▶ [Written problem 1]: Return the passage of the court opinion on debt collection letters, everything from "Trans World and Watkins appealed" down to "remand in part.".

• • • • • • •

Trans World Accounts, Inc. v. Federal Trade Commission
9th Cir.
9th Cir.
TRANS WORLD ACCOUNTS, INC., a California Corporation, and Floyd T. Watkins, Appellants, v. FEDERAL TRADE COMMISSION, Appellee.
Trans World Accounts, Inc., a debt collection agency operating in a number of western states, and its president, Floyd T. Watkins, appeal from a FTC order prohibiting certain practices used in their collection operations.
The Commission challenges Trans World’s “flat rate” collection service. Under the flat rate service, Trans World mails out a series of five or six form letters to delinquent debtors, encouraging prompt payment to the creditor. The letters are sent at prearranged intervals of ten to fourteen days. The letters state that legal action may be initiated immediately against the debtor if payment is not made within a specified period. If an alleged debtor does not respond to one letter in the series, the next letter is automatically sent until the series of five or six letters has run its course. If the flat rate series is concluded without payment or contact by the recipient, the account may be transferred to Trans World’s percentage collection division, at which time Trans World examines the details of the particular account to determine whether or not further action should be taken. Thus, from the date of receipt of the first letter, it is usually about 90 days before Trans World even considers whether legal action should be taken against any individual debtor.
The FTC issued an administrative complaint on September 20, 1975, charging Trans World and Watkins with the commission of unfair and deceptive practices in violation of Section 5 of the Federal Trade Commission Act, 15 U.S.C. § 45. The complaint alleged that the letters misrepresented the imminence of legal action, and that the letters' were deceptive in format because they were made to look like Western Union Telegrams or Mailgrams. The administrative law judge (“ALJ”) entered an initial decision sustaining the allegations of the complaint.
Trans World and Watkins appealed the decision to the FTC. On October 25, 1977, the FTC adopted, in large measure, the findings and conclusions of the ALJ. The Commission deleted the ALJ’s proposed fourth paragraph barring all misrepresentations in debt collection, and also modified the third paragraph of that order. Trans World and Watkins are now appealing, claiming that there was not substantial evidence to support the findings of the Commission, and that paragraphs 2 and 3 of the order are unconstitutionally vague and overbroad. We hold that there is substantial evidence to support the Commission’s findings, but that the third paragraph of the Commission’s order is overbroad and vague. Accordingly, we affirm in part and reverse and remand in part.

• • • • • • •

▶ [Written problem 2]: Retype the entries from the line containing "necklace in the photo above." down to the end of the entries.

• • • • • • •

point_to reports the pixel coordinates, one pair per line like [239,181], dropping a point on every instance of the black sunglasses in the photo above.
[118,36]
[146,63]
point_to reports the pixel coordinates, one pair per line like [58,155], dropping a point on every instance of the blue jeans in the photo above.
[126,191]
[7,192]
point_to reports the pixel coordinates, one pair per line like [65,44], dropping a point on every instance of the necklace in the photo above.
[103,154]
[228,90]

• • • • • • •

▶ [Finished answer 1]:
Trans World and Watkins appealed the decision to the FTC. On October 25, 1977, the FTC adopted, in large measure, the findings and conclusions of the ALJ. The Commission deleted the ALJ’s proposed fourth paragraph barring all misrepresentations in debt collection, and also modified the third paragraph of that order. Trans World and Watkins are now appealing, claiming that there was not substantial evidence to support the findings of the Commission, and that paragraphs 2 and 3 of the order are unconstitutionally vague and overbroad. We hold that there is substantial evidence to support the Commission’s findings, but that the third paragraph of the Commission’s order is overbroad and vague. Accordingly, we affirm in part and reverse and remand in part.

▶ [Finished answer 2]:
point_to reports the pixel coordinates, one pair per line like [65,44], dropping a point on every instance of the necklace in the photo above.
[103,154]
[228,90]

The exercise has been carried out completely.